Reproduce exactly the line that includes "Where can you see the flat" and all lines after it, ending with the last line of the data.
----------------
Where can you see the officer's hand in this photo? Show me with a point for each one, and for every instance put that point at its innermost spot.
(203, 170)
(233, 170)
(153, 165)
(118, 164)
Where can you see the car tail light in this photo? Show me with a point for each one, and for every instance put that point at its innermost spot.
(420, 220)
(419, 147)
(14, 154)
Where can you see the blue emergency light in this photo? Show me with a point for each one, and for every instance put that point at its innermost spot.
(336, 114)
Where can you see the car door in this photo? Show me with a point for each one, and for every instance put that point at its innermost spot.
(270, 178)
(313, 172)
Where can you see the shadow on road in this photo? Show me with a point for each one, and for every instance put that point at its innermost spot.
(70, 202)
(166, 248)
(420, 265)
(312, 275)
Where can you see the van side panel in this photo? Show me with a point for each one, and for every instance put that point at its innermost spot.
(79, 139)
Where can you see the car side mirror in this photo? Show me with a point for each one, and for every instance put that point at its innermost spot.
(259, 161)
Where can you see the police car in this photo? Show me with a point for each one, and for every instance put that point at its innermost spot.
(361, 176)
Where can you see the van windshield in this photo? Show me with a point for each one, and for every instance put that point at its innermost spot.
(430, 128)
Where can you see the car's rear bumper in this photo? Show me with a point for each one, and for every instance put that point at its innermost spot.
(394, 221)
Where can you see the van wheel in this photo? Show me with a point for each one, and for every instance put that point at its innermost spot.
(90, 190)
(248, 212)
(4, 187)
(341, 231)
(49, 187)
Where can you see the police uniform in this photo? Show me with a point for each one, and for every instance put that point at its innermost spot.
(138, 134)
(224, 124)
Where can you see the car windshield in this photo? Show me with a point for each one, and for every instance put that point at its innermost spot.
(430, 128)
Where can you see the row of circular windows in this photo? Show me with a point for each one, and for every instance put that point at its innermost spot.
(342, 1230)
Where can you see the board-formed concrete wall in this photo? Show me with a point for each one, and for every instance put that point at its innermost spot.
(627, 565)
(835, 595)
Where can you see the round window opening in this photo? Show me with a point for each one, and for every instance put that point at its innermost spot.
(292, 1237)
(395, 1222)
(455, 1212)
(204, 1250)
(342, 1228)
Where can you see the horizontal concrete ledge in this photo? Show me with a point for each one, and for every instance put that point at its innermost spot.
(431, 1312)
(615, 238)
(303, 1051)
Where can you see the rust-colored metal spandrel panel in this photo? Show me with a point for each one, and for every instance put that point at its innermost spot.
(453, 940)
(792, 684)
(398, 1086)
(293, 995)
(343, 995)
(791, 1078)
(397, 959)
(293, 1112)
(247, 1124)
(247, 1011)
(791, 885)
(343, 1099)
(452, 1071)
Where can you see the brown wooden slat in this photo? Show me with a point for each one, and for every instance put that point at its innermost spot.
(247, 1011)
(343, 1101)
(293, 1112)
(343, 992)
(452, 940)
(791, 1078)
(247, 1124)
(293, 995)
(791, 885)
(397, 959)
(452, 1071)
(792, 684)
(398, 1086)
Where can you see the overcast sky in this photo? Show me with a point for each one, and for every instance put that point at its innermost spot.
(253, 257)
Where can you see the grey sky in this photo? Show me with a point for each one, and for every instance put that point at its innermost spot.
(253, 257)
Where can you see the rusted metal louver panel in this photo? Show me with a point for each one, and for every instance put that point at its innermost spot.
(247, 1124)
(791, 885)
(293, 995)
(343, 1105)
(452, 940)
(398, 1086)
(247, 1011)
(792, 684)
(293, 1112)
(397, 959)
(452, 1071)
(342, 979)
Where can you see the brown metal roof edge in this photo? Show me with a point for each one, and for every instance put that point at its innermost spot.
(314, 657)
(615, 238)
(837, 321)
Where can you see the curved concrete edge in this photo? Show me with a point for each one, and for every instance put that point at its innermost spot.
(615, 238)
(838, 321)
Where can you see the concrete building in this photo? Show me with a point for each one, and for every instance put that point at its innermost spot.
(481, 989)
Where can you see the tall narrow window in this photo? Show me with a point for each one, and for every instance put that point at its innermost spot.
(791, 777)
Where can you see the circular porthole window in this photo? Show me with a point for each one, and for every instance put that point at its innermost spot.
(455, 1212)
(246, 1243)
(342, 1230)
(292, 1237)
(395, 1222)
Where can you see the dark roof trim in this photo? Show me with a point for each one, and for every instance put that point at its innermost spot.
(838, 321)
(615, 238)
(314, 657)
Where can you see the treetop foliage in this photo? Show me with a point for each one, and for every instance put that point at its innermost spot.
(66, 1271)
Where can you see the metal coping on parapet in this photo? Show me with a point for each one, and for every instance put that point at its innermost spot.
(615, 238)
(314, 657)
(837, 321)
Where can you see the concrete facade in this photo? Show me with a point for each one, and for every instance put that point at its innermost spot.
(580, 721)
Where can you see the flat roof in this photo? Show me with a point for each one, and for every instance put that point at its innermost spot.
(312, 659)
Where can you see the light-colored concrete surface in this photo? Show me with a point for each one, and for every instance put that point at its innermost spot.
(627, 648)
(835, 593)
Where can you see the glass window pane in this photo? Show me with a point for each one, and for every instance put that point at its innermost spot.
----------------
▶ [Answer to the exercise]
Where can you see the flat roof in this photo? Show me with a point for each one, and for every instance put that point at its innermost spot.
(312, 659)
Where can you see the light-colored concrete surface in this photo? Show me with a point for each one, and for every instance put that point at its innermost spot.
(627, 648)
(835, 593)
Where can you see the glass window pane in this photo? Show me with a point for each one, and for every instance put that point at its innermost spot.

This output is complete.